• Text passage:
╭──

The 2019 Campeonato Carioca de Futebol was the 116th edition of the top division of football in the state of Rio de Janeiro. The competition is organized by FERJ. The top four teams in the final standings of the tournament not otherwise qualified will qualify to compete in the 2020 Copa do Brasil. Additionally, the top two teams not competing in any level of the national Campeonato Brasileiro qualify for the 2020 Campeonato Brasileiro Série D.

Botafogo were the defending champions. Flamengo won their record 35th Campeonato Carioca after defeating Vasco da Gama in the final.

Bangu and Cabofriense qualified for the 2020 Campeonato Brasileiro Série D.

Participating teams

Format
The competition maintains the format of the 2017 and 2018 editions. The preliminary phase of the tournament is contested as a round-robin among the two worst-placed teams of the 2018 competition, the two best-placed teams in the 2018 relegation group, and the two teams promoted from the 2018 Série B1. The top two teams of the preliminary phase qualify for the main competition while the remaining four compete in the relegation group.

In the main competition, the twelve clubs compete across two rounds in two groups of six. The first round is the Taça Guanabara. Each group contests a round-robin and the two top-placed teams in each group qualify for the semi-final of the Taça Guanabara. In the event of a draw, the higher placed team advances to the final. The Taça Guanabara final is contested as a single match.

The second round is the Taça Rio. The two groups of six remain the same, and each team faces all six teams of the opposite group. Like the Taça Guanabara, the top two teams in each group standing qualify to a semi-final with the same format.

The Final Stage is contested as a four-team semifinal and final. The winning teams of the Taça Guanabara and Taça Rio qualify directly to the Final Stage. The best-placed teams in the overall group stage standings that did not win either round also qualify. The final is contested as a two-leg tie. In the event that the same team wins both the Taça Guanabara and Taça Rio, that team qualifies directly to a single-match final. The four other best-placed teams in the overall group stage standings compete in a four-team single-match semifinal and final to face them.

╰──

• What to work on:
• A. Using the 2019 Campeonato Carioca text, answer these:
(i) Which club won the 2019 title, and which club did it defeat in the final?
(ii) Which two clubs qualified for the 2020 Campeonato Brasileiro Série D?
(iii) How is the Taça Guanabara final contested?
• B. Could you continue the 2019 Campeonato Carioca text from its last sentence?

• Excerpted records:
╭──

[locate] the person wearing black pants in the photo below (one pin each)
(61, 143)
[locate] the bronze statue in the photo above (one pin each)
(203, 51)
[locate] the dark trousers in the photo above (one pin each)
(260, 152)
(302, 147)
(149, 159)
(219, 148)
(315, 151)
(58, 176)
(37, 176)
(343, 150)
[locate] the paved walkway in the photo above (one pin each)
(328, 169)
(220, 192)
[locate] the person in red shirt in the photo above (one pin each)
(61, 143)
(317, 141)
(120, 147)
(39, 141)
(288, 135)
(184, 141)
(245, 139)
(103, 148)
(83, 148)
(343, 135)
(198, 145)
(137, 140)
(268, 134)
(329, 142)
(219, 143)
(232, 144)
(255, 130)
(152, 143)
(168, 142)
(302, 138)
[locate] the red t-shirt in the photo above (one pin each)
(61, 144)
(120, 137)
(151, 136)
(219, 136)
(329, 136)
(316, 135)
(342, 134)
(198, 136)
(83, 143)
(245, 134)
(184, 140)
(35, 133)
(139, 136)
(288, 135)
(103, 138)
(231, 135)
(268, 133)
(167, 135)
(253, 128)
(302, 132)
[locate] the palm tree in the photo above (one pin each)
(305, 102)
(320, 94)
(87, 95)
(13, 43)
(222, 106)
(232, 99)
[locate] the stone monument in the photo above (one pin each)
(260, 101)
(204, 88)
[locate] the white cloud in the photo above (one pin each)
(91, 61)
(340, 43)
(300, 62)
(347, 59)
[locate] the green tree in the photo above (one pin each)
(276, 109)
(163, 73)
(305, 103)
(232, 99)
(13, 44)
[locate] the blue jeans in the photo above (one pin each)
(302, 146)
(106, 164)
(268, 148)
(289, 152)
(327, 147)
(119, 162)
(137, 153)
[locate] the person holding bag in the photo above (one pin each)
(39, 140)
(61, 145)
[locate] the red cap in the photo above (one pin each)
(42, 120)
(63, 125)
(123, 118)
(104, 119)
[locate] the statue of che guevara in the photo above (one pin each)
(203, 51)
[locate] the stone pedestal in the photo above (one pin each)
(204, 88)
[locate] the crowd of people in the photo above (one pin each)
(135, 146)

╰──

• The answers:
• A.
(i) Flamengo won, defeating Vasco da Gama.
(ii) Bangu and Cabofriense.
(iii) As a single match.

• B.
First round
Goytacaz and Resende qualified from the 2018 Campeonato Carioca relegation playoff. Nova Iguaçu and Macaé were the two lowest placed teams in the 2018 Campeonato Carioca main tournament. América and Americano were promoted from the 2018 Campeonato Carioca Série B1.

Championship round

Taça Guanabara 
On the morning of 8 February, a fire erupted at the Ninho do Urubu youth training ground of Flamengo. The fire resulted in the deaths of ten people, mostly academy players between the ages of 14 and 16 training with the club. Three other people were injured, one of them seriously injured. The initial cause of the fire was suspected to be a malfunctioning air-conditioning unit that caught fire close to 5:00.

Most of the Rio clubs suspended all football activity the day of the tragedy. The governor of the state of Rio de Janeiro declared a three-day period of mourning following the tragedy. The two Taça Guanabara semifinal matches on the following days, including the match between Flamengo and Fluminense, were postponed.

Group A

Group B

Knockout stage 

Semi-finals

Final

Taça Rio 
Group A

Group B

Knockout stage 

Semi-finals

Final

Relegation playoffs 
The Relegation Round is competed from 20 January to 23 February 2018 in double round-robin format. The top two teams qualify for the First Round of the 2020 Campeonato Carioca and the bottom two teams are relegated to the 2019 Campeonato Carioca Série B1.

Final stage

Overall table

Knockout stage 

Semi-finals

Flamengo advance to the finals with a draw as the higher seeded team.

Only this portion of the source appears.